**WHAT YOU WILL DO:**
**A.** In the therapeutic techniques passage, what share of people diagnosed with schizophrenia can live relatively functional and comfortable lives with proper treatment?
**B.** The therapeutic techniques passage lists the ways a therapist should treat the patient. Name all of them.
**C.** Please extend the therapeutic techniques passage past its final sentence.

**TEXT SECTION:**
Therapeutic Techniques

Schizophrenia usually begins insidiously in adolescence or early adult life. At some later time in one’s life, it reaches psychotic proportions, causes a crisis, and is diagnosed and then identified. This condition’s natural tendency is to wax and wane, where episodes come and go, with periods of relative remissions followed by further exacerbations in some individuals. While early psychiatric notions foresaw a downhill course for patients suffering from schizophrenia, where the patients would experience an inability to function, current thinking holds that 50 to 80 percent of the individuals diagnosed with schizophrenia, will, with the help of proper treatment, be able to live relatively functional and comfortable lives.

Intervening in the patient’s life to minimize the disruptions caused by the disabilities will enable the patient to regain normality in his or her life. Anxiety, often helped by medications, must be constantly brought into awareness both to identify its effects on the patient and its causes.

Many patients suffering from this condition undergo repetitive coaching on interpersonal relationships. Repetitive coaching on interpersonal relationships is best implemented by role rehearsals and by actually modeling appropriate behavior in a variety of social situations. Past patterns of behavior, now unavailable to the individual because of a failure of historicity and memory, must be identified and used to arrive at reasonable decisions or identify appropriate methods of dealing with those situations if they occur in the future. For example, a mechanic who has been unable to deal with anxiety and interpersonal demands associated with being made a foreman, on previous occasions, may again be considering accepting that promotion. He or she will need an assessment and evaluation of the prior problems they experienced, such as anxiety and should be hence aided in making the right decision, keeping in mind past behavior or triggers of schizophrenia. These are the assessments that people with schizophrenia will not be able to make on their own. 

Because of the recurrence of the disease and failures of behavior in past experiences, the therapeutic techniques must be repeated constantly. As indicated above, interventions can help deal with the present condition of the patient. Insight models of therapy are not only useless but are contraindicated. The therapist should come to view himself as a teacher and as a “life manager” who treats by direct intervention, by example, and by influencing the environment around the patient.

**DATA SUPPLIED:**

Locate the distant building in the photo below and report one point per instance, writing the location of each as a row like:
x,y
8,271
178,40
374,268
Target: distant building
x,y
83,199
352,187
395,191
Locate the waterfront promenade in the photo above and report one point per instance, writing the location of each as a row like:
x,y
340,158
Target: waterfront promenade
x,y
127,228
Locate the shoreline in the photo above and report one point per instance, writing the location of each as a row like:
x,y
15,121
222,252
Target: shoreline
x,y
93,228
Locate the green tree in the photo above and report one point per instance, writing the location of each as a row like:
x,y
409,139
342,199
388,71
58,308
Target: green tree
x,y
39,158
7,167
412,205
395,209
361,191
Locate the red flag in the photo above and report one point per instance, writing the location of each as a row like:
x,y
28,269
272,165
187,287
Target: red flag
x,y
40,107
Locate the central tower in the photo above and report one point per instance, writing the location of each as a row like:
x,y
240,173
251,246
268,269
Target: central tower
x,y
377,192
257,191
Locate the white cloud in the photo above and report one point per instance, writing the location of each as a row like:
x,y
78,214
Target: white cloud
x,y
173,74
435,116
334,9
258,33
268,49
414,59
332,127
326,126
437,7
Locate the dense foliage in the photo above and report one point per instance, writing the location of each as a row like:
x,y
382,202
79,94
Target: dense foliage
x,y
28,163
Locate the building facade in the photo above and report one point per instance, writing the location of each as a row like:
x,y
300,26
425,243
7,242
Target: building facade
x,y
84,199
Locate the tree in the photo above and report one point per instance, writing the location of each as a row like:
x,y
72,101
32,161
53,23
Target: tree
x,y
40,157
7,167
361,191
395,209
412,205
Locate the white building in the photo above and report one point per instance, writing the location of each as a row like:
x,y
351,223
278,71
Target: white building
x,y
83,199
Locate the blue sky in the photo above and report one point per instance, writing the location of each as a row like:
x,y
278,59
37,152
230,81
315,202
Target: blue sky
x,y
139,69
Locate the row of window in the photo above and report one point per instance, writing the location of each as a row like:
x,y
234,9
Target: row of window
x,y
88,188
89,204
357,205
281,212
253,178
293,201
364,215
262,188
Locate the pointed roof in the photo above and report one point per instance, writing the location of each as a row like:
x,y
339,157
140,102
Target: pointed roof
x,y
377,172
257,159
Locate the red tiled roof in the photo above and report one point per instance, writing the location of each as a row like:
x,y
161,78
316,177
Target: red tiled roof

**ANSWERS:**
**A.** 50 to 80 percent

**B.** By direct intervention, by example, and by influencing the environment around the patient.

**C.**
Therapeutic Applications

Since most people enter or begin treatment in crisis, the initial methods of therapy should be aimed at crisis intervention and management as well as restitution of function. As the crisis disappears, the disabilities of a patient are identified in a matter-of-fact fashion and treatment plans are out into action to strengthen and expand a healthy daily life functioning. The initial few years of treatment generally require the most effort as patients may suffer periodic episodes and relapses and the therapeutic process must then begin anew.

As the therapeutic alliance strengthens, the patient becomes more able to cope with his or her disabilities. As time passes, contact with the therapists can be reduced but should never be terminated. Exacerbations, by that time, can often be predicted. Moreover, its triggers are known and more frequent contact with the therapists or perhaps more medication can be used to prevent them. Thus, a patient may be seen frequently for several months or years, infrequently for a few months or years, and then frequently only as and when needed.  

The Bottom Line

The administration and undergoing therapeutic techniques can be a lifelong process for patients of schizophrenia. Once the therapies begin, they never really end. If properly applied, therapeutic techniques will provide relief from pain and suffering as well as markedly improve comfort and normal functioning for the patient.

Living a normal life with schizophrenia can seem extremely tedious, but getting in touch with a doctor might make the task easier.